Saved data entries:
* * * *

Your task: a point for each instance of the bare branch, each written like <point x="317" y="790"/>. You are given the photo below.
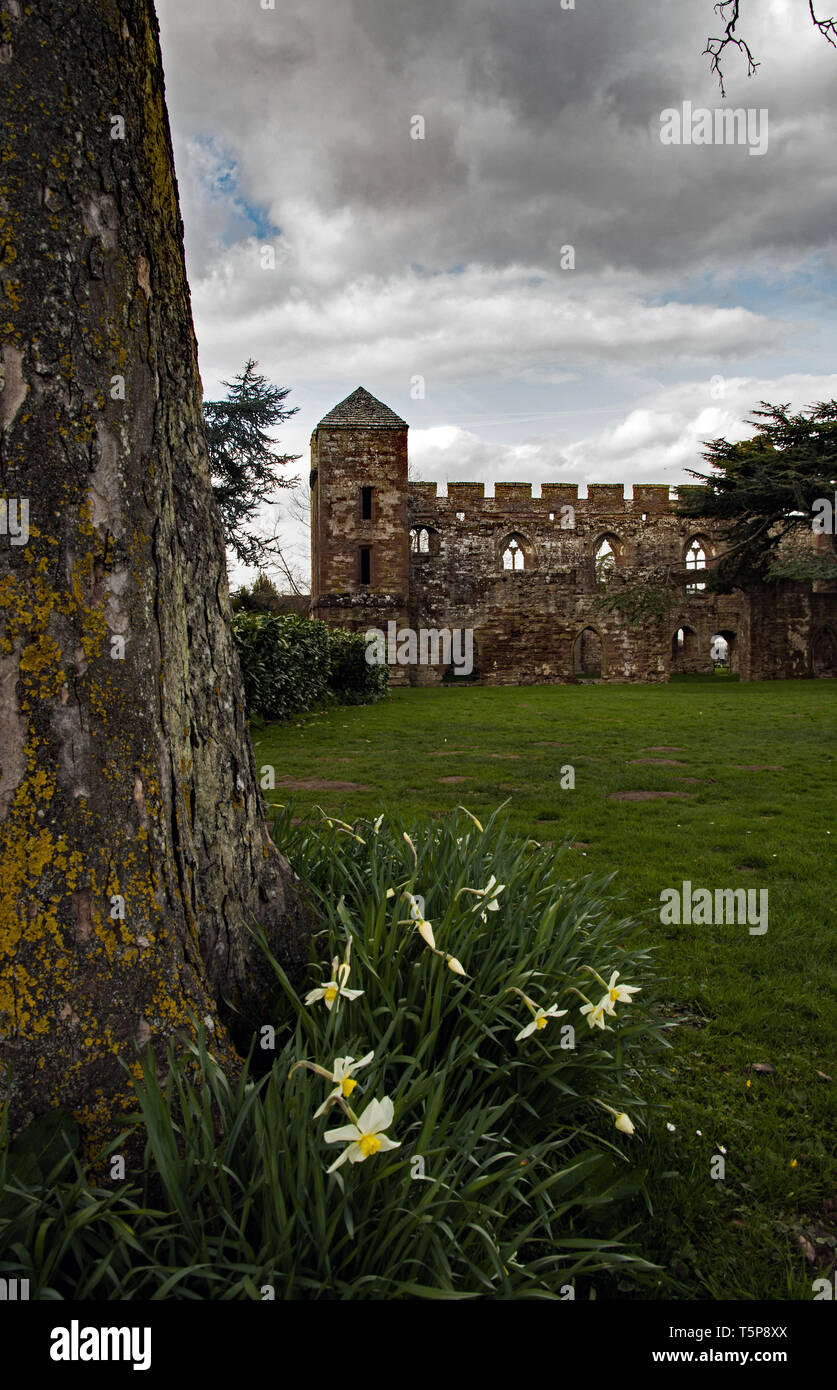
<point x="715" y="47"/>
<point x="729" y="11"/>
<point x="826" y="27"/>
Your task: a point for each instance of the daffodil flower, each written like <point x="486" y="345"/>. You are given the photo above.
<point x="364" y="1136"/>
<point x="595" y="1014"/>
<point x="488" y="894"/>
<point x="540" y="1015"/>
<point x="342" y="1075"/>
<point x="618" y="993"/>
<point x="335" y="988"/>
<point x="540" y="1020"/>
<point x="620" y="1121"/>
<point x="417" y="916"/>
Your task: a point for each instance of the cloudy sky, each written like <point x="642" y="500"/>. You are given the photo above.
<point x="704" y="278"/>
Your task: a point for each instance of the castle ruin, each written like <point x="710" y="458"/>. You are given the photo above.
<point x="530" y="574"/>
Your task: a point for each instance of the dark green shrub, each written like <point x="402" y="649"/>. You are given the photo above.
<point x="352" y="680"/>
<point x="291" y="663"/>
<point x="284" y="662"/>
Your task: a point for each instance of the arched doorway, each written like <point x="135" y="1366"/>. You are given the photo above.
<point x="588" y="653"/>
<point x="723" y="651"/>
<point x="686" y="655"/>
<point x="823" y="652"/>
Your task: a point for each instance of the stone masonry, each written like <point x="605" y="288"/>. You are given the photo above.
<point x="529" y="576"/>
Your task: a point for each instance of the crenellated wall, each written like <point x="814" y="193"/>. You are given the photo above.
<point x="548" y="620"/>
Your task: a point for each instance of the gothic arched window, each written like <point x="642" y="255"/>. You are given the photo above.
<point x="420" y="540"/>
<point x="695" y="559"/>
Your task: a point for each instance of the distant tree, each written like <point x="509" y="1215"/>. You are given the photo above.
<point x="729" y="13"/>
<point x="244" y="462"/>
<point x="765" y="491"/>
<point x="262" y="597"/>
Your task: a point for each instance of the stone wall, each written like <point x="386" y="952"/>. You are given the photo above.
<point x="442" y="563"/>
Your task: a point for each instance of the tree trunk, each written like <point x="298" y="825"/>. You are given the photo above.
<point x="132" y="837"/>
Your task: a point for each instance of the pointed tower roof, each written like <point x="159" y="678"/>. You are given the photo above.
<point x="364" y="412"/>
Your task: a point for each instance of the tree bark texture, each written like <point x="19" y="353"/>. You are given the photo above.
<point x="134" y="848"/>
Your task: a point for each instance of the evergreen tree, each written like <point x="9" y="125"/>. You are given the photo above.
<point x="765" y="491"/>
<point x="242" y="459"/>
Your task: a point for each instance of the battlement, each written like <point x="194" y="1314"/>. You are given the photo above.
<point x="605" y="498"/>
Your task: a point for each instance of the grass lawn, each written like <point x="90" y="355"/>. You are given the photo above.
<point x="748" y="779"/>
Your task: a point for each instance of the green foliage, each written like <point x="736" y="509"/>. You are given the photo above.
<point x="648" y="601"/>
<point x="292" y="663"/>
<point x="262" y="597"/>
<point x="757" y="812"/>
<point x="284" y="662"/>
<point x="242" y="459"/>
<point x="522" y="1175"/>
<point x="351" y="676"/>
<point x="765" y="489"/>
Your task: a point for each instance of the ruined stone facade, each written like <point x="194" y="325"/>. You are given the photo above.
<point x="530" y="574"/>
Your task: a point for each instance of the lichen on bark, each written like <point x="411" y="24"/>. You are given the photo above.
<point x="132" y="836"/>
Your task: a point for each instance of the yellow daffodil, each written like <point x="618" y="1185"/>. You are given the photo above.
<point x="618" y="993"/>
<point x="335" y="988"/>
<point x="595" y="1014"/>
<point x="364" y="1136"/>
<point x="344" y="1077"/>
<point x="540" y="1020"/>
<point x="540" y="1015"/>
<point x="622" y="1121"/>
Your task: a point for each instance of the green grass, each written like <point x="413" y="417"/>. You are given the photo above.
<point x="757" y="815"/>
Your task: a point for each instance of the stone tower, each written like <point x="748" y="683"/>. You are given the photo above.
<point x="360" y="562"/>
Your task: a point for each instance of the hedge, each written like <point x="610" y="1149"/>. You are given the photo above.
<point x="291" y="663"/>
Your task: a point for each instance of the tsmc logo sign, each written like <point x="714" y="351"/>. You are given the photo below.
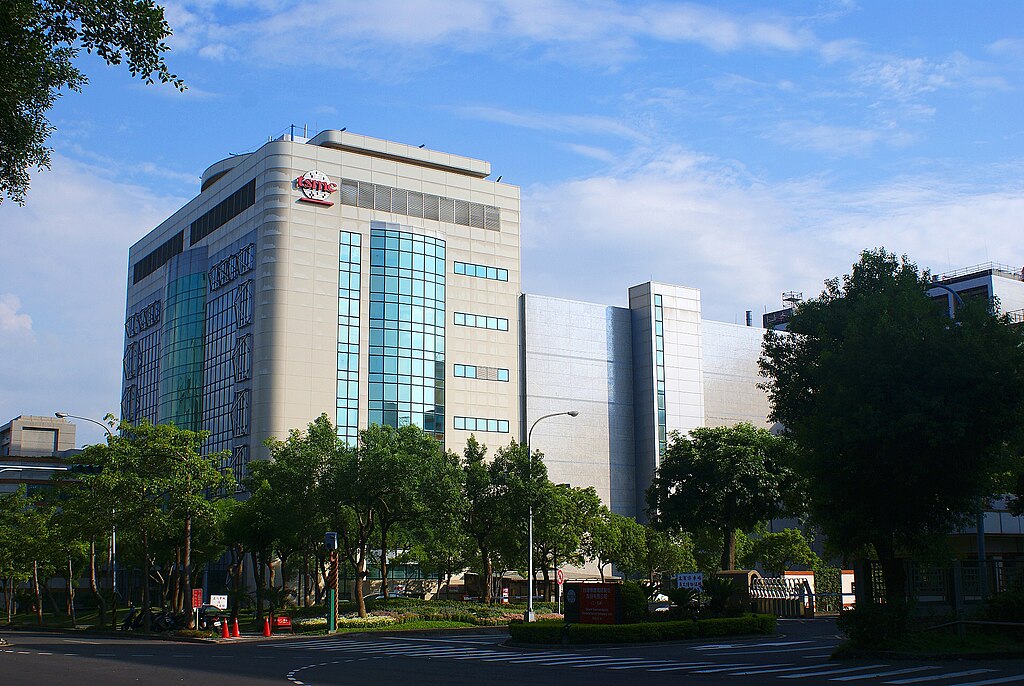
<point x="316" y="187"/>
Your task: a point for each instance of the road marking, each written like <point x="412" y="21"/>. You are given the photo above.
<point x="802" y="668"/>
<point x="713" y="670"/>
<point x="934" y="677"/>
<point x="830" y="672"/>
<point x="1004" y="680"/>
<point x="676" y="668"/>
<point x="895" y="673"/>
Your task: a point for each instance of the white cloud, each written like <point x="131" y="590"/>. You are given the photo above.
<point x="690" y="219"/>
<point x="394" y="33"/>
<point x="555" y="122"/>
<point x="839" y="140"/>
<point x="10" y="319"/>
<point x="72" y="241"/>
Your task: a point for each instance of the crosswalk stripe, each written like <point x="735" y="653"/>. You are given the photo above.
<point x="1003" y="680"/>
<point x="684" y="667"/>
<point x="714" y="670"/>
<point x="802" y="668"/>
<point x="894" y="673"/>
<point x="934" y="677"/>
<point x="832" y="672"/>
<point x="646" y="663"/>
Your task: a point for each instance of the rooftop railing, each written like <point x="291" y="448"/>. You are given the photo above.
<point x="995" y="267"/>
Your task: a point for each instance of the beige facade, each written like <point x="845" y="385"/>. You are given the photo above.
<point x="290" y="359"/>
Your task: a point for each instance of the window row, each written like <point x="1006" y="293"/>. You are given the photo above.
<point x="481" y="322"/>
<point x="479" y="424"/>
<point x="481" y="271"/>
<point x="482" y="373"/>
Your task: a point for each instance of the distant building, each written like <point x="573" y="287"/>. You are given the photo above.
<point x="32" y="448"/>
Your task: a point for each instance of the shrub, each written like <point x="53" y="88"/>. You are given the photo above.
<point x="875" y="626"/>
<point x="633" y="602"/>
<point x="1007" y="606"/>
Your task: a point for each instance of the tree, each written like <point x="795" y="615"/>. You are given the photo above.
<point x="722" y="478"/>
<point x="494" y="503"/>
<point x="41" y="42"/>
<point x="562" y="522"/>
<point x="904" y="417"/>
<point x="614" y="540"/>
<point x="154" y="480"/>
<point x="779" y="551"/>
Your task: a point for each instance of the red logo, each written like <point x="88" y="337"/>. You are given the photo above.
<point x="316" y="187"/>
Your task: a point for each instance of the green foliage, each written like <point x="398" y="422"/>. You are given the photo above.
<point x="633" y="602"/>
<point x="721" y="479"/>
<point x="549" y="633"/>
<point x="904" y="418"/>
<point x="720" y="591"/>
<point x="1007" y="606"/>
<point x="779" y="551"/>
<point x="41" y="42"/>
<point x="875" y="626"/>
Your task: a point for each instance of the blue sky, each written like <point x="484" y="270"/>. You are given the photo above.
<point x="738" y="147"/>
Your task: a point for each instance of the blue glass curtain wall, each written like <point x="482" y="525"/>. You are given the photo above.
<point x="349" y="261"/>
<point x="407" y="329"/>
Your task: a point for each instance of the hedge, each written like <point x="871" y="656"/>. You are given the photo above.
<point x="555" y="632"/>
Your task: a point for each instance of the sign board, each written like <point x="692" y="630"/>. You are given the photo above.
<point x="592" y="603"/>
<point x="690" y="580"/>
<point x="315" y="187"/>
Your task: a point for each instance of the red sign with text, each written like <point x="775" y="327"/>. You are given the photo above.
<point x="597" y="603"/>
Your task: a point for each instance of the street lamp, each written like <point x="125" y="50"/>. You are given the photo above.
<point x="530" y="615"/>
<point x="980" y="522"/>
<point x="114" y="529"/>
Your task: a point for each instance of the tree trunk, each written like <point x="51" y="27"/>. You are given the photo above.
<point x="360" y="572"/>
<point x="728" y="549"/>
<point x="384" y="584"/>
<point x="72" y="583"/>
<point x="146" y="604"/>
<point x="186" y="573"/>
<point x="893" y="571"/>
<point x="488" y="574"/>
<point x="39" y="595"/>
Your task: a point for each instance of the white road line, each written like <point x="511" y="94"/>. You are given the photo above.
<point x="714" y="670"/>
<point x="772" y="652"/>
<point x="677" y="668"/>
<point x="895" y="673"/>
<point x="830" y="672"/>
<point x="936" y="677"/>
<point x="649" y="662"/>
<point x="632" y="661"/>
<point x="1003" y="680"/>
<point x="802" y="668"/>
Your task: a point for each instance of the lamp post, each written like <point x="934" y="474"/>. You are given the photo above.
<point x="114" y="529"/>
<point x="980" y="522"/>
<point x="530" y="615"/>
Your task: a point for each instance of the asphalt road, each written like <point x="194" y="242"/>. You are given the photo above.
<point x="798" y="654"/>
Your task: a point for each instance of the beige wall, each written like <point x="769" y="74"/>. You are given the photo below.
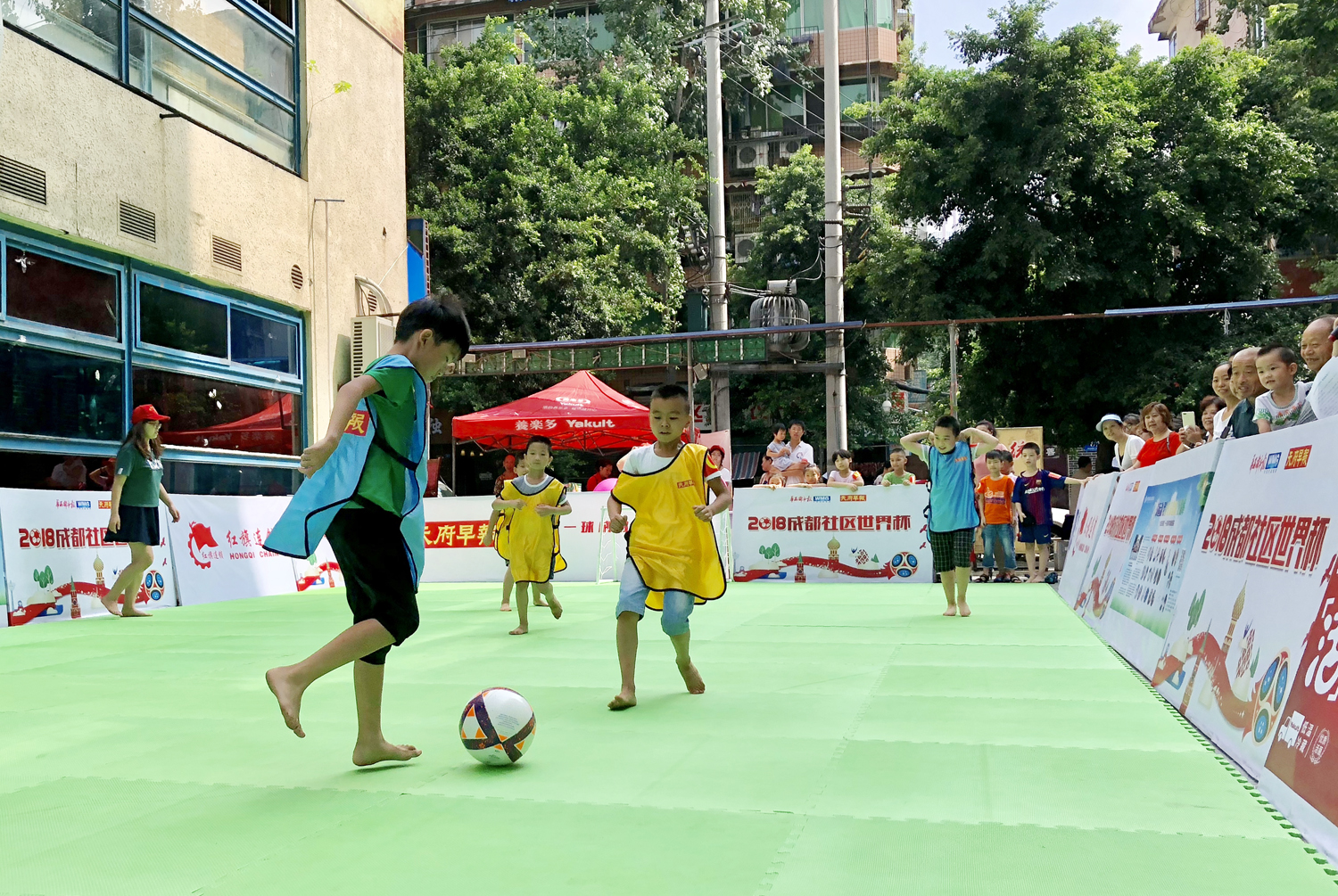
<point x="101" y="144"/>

* * * *

Exercise directions:
The required output is the lines from the one containing "Your task: a point for each instance of the lamp" through the end of the records above, reproduced exactly, with no pictures.

Written response:
Your task: a point for each instance of the lamp post, each written like <point x="934" y="474"/>. You are given the photo above.
<point x="114" y="529"/>
<point x="980" y="522"/>
<point x="530" y="615"/>
Your task: a point for each instance of the asphalt road, each written like <point x="194" y="242"/>. You are given the photo above.
<point x="798" y="654"/>
Your task: a point for each instance of the beige wall, each written like <point x="769" y="74"/>. You are given the photo below.
<point x="101" y="144"/>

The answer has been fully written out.